=== TEXT SECTION ===
::::::::

Mr. HEALD. We did not realize that the committee would be prepared to accept testimony on that bill this morning. Therefore, if there are further hearings, which I understand there may be, I would like the opportunity of preparing a statement on that and either I or some other member of the organization appear to address ourselves to that subject.

Mr. HARRIS. There will be some further hearings on it because other witnesses will be invited to testify. That includes the Air Coordinating Committee.

The Air Coordinating Committee will be called on to give certain information. In fact, they said last October, I believe, that within 60 days they would have a further report. It has been much longer than that now and we have not received the report yet. It will be our purpose to try to get that information.

You could file a statement for the record if you like at this time along with your own statement, or if you do prefer to come back, we will try to make arrangements. We do not want to continue these hearings indefinitely on these matters.

::::::::

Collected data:

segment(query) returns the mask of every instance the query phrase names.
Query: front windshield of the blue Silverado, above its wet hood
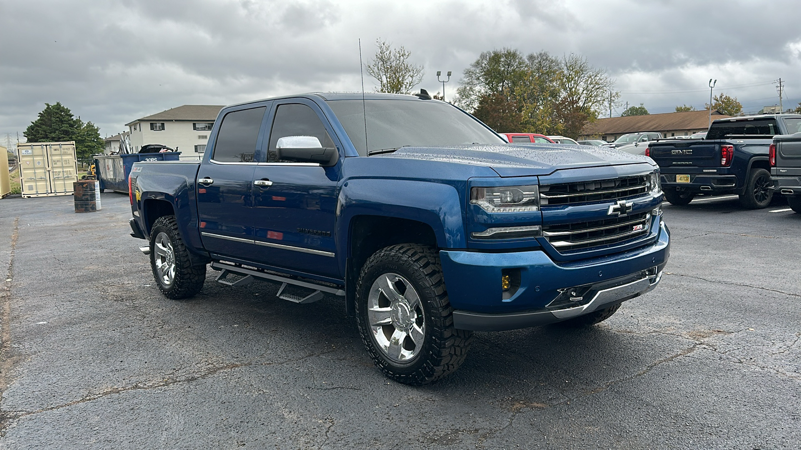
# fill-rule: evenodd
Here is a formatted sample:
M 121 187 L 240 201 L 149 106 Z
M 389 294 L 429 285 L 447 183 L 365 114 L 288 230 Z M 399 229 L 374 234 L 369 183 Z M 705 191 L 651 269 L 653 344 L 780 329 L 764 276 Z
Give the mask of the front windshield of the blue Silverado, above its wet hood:
M 359 155 L 400 147 L 507 143 L 476 119 L 444 102 L 417 98 L 328 100 Z M 367 110 L 366 143 L 364 110 Z

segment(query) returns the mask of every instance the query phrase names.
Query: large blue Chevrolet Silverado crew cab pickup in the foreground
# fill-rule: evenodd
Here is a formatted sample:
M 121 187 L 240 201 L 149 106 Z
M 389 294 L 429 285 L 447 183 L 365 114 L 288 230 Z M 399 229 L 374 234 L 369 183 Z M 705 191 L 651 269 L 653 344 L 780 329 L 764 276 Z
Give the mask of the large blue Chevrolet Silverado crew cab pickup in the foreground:
M 426 384 L 473 331 L 589 325 L 659 283 L 658 167 L 597 147 L 505 142 L 425 92 L 227 106 L 203 161 L 136 163 L 131 229 L 159 289 L 280 283 L 343 295 L 387 376 Z

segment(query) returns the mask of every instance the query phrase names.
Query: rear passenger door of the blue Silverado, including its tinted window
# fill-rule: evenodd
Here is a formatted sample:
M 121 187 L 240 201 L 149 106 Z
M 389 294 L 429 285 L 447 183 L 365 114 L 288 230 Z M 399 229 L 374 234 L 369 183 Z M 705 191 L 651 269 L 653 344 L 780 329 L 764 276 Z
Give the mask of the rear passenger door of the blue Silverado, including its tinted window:
M 253 253 L 251 187 L 267 109 L 258 104 L 227 111 L 200 165 L 195 184 L 200 238 L 216 255 L 247 259 Z

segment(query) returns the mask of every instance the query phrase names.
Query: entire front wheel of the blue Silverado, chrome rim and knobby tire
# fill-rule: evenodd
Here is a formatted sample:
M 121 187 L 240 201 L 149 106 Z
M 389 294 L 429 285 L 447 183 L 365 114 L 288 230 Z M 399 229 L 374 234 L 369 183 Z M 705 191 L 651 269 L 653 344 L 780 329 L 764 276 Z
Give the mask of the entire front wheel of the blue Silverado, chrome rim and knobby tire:
M 356 319 L 376 366 L 405 384 L 429 384 L 456 371 L 472 335 L 453 327 L 439 256 L 411 243 L 386 247 L 364 263 Z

::::::::

=== EXERCISE SET ===
• 1. Set down the passage of the hearing transcript between "Mr. HEALD. We" and "to that subject.", inclusive.
• 2. Answer these questions using the hearing transcript:
(a) What does Mr. Heald want the opportunity to prepare if further hearings are held?
(b) Which committee does Mr. Harris say will be called on to give certain information?
(c) Within how many days did that committee say it would have a further report?
• 3. Extend the hearing transcript, picking up after its final sentence.

=== ANSWER LIST ===
• 1.
Mr. HEALD. We did not realize that the committee would be prepared to accept testimony on that bill this morning. Therefore, if there are further hearings, which I understand there may be, I would like the opportunity of preparing a statement on that and either I or some other member of the organization appear to address ourselves to that subject.

• 2.
(a) A statement on the bill.
(b) The Air Coordinating Committee.
(c) Within 60 days.

• 3.
We tried to give sufficient and ample time to make a good record on all these proposals that have been brought to our attention.

Mr. HEALD. I understand your difficulty, Mr. Chairman. We would like the opportunity to appear. If you find there is not time we will then file a statement.

Mr. HARRIS. Very well.

Do you have any comment to make on another phase of section 315, the political broadcast section, which has been discussed at length here, regarding equal time for candidates?

Mr. HEALD. Are you referring to H. R. 6810? Mr. HARRIS. Yes. Mr. HEALD. The association, Mr. Chairman, has considered this bill and the board of directors felt that we should not take a position on this because of the possibility or the feeling that there may be differences among members of the broadcasting industry on that. I am sure you can understand we only normally testify on matters that affect the entire industry. Therefore, I am not authorized and have no statement to make on behalf of the association.

Mr. HARRIS. Very well. Do you have any comment on any other proposals before the committee?

Mr. HEALD. No, sir; I do not. (Discussion off the record.) Mr. HARRIS. Mr. Hale.

Mr. HALE. Mr. Heald, does the Federal Communications Commission ever grant a license subject to the condition that the station should given a certain amount of free time per week or per month or something like that?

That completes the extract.